所给摘录:
■ ■ ■ ■ ■

BZOJ 3680 吊打XXX(模拟退火)

Posted 2020-09-10 freeloop

一个很好玩的概率算法。

总是接受比当前解的邻域里更优的解，以一个类似于退火的概率接受邻域里次的解。

 

# include <cstdio>
# include <cstring>
# include <cstdlib>
# include <iostream>
# include <vector>
# include <queue>
# include <stack>
# include <map>
# include <set>
# include <cmath>
# include <algorithm>
using namespace std;
# define lowbit(x) ((x)&(-x))
# define pi 3.1415926535
# define eps 1e-3
# define MOD 1000000007
# define INF 1000000000
# define mem(a,b) memset(a,b,sizeof(a))
# define FOR(i,a,n) for(int i=a; i<=n; ++i)

■ ■ ■ ■ ■

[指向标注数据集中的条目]
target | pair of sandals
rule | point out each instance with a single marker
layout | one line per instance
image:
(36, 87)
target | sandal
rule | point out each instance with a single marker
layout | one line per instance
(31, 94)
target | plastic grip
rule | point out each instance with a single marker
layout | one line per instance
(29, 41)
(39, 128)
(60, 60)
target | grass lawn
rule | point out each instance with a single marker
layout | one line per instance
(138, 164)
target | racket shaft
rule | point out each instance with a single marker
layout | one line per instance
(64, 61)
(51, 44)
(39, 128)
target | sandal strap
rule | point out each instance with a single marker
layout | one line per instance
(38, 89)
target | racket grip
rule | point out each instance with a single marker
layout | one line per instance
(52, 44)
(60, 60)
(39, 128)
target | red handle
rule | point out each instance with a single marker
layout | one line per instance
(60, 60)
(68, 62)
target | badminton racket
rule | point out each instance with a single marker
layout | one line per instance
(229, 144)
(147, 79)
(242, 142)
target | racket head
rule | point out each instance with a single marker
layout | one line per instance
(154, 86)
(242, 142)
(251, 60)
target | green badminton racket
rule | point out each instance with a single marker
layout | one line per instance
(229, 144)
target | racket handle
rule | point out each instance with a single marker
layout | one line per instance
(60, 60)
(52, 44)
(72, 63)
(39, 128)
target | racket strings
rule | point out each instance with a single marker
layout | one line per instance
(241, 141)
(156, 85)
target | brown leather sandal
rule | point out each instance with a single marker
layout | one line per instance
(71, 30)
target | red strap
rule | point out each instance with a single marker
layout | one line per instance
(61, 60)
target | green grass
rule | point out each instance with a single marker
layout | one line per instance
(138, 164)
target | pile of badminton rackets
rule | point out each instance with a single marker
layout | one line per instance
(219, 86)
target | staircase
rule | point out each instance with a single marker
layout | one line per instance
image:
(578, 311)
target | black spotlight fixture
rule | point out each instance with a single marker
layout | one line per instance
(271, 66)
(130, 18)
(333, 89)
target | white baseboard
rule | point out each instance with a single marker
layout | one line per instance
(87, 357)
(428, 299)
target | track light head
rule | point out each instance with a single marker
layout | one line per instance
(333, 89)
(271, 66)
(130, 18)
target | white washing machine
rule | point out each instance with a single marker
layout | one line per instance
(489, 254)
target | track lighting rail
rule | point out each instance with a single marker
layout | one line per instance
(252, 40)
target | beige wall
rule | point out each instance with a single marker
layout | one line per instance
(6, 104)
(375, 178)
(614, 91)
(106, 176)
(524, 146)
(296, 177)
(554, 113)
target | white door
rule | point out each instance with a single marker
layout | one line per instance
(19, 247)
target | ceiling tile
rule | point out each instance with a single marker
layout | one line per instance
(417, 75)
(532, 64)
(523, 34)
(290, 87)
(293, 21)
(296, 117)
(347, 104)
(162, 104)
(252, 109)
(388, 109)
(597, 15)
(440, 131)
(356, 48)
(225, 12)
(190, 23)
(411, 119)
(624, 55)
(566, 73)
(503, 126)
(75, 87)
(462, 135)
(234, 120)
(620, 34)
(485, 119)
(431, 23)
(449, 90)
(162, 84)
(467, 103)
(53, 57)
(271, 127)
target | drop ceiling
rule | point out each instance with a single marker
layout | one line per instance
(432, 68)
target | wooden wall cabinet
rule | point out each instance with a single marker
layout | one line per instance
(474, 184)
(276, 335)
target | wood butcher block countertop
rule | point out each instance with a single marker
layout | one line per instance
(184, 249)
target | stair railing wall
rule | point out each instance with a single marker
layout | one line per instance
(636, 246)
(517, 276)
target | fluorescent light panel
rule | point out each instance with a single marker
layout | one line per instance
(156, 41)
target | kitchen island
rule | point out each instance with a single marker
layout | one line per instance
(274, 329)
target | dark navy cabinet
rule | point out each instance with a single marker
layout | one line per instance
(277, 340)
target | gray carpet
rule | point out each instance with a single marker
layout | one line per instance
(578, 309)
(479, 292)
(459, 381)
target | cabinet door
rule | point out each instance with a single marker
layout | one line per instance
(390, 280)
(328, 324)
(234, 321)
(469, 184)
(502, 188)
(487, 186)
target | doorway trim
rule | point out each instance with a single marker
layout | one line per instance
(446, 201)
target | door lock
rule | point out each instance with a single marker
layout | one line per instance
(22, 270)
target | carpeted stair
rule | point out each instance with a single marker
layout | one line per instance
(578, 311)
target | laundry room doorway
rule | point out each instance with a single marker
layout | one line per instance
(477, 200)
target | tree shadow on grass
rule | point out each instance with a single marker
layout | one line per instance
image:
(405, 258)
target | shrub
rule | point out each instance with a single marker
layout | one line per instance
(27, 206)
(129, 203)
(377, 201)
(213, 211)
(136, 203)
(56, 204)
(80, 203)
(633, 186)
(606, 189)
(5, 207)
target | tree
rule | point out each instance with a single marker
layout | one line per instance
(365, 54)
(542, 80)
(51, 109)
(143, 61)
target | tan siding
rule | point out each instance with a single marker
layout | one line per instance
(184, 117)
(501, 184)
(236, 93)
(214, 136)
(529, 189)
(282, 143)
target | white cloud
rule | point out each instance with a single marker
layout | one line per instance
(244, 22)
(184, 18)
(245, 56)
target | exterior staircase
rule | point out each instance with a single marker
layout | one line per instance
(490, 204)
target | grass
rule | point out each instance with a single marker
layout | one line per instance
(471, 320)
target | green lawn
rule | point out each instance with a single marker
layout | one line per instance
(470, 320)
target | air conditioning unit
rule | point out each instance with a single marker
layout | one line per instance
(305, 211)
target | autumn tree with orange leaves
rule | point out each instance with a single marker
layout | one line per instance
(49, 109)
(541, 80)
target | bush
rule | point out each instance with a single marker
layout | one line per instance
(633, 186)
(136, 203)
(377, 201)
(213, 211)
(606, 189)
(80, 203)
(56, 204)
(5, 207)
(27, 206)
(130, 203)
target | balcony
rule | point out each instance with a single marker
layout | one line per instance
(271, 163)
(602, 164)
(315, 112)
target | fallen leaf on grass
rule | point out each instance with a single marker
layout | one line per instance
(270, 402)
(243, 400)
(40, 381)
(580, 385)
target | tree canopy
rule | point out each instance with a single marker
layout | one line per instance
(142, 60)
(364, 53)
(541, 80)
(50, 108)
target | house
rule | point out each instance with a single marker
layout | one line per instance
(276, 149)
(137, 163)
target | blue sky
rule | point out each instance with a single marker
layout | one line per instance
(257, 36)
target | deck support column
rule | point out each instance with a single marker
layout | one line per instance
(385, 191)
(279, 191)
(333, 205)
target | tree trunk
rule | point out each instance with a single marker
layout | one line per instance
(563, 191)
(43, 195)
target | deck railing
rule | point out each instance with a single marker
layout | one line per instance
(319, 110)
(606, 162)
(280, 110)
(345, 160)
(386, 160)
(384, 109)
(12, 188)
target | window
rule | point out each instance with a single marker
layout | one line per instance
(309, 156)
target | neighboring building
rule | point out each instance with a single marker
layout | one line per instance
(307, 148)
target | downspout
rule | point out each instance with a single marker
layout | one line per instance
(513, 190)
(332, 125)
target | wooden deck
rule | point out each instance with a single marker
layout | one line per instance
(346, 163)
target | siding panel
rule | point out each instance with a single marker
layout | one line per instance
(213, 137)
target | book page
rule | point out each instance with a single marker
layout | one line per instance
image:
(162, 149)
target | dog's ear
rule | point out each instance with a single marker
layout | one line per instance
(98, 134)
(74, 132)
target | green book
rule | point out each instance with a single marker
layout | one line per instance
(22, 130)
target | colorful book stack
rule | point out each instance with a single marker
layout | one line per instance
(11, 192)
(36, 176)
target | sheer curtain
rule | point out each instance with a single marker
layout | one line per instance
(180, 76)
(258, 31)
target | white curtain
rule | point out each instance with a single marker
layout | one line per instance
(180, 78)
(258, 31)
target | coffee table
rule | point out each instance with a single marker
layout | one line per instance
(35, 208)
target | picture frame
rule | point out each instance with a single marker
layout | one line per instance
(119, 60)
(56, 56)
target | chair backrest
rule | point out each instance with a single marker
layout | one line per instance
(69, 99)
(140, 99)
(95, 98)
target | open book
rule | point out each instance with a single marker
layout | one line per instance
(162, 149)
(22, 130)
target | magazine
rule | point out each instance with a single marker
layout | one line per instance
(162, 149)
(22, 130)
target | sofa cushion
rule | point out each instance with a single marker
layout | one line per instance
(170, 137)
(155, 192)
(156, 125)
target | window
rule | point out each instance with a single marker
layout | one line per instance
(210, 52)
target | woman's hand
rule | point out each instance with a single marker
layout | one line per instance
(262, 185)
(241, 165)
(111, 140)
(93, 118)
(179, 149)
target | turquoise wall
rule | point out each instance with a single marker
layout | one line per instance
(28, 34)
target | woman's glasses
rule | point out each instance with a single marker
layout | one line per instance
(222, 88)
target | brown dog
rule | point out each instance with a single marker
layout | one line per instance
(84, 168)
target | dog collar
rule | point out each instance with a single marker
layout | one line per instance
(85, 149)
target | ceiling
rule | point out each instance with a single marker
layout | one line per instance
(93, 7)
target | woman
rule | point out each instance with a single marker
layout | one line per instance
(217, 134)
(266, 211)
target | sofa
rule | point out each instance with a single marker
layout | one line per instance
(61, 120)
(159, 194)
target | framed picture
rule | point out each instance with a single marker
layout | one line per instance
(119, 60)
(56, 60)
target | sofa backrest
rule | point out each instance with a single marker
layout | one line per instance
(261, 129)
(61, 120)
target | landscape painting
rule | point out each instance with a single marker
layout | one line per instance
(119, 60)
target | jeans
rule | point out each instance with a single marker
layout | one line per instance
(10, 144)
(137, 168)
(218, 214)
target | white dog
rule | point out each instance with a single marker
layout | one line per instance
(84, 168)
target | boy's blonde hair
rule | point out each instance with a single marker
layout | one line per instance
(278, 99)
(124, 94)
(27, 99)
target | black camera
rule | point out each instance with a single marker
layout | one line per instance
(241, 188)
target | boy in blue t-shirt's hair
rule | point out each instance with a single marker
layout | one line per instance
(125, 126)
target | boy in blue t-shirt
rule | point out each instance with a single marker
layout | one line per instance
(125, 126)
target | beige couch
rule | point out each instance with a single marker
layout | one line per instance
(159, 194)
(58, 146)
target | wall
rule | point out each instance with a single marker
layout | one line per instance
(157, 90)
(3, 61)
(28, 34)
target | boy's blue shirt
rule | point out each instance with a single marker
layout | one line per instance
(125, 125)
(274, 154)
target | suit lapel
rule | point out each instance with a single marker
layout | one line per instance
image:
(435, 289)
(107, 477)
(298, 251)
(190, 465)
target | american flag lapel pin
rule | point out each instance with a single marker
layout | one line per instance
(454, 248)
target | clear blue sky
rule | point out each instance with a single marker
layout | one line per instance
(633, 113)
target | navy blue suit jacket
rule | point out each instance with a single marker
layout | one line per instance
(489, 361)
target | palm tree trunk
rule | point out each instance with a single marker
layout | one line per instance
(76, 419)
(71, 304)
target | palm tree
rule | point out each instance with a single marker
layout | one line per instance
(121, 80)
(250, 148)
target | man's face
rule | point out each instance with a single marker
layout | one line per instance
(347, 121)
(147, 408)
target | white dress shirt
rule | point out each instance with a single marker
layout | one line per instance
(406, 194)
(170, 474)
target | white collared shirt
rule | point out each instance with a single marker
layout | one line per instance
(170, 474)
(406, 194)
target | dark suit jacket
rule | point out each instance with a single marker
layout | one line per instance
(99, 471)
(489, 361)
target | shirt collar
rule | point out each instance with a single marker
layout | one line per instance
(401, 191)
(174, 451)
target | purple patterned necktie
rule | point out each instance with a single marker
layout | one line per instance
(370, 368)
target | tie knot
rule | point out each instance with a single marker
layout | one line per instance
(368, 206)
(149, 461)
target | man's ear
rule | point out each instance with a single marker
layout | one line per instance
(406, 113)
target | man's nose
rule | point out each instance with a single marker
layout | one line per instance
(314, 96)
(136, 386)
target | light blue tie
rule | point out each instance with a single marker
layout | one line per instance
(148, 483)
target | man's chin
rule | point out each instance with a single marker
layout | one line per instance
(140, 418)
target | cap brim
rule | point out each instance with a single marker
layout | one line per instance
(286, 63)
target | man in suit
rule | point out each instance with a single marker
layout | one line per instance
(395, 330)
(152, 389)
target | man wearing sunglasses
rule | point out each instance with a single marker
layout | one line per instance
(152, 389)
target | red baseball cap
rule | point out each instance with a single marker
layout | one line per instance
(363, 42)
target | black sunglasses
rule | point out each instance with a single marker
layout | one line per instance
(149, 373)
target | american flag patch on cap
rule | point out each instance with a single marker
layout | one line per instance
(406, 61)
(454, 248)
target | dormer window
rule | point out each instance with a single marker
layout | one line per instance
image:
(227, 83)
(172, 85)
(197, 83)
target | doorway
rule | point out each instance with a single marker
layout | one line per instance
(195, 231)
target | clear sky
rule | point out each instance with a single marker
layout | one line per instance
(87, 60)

■ ■ ■ ■ ■

必做任务 1:
根据摘录，代码里的 MOD 被定义为哪个数值？
必做任务 2:
请输出摘录中从“# include <cstdio>”一直到“define lowbit(x) ((x)&(-x))”的全部原文。

最终结果 1:
MOD 被定义为 1000000007。

最终结果 2:
# include <cstdio>
# include <cstring>
# include <cstdlib>
# include <iostream>
# include <vector>
# include <queue>
# include <stack>
# include <map>
# include <set>
# include <cmath>
# include <algorithm>
using namespace std;
# define lowbit(x) ((x)&(-x))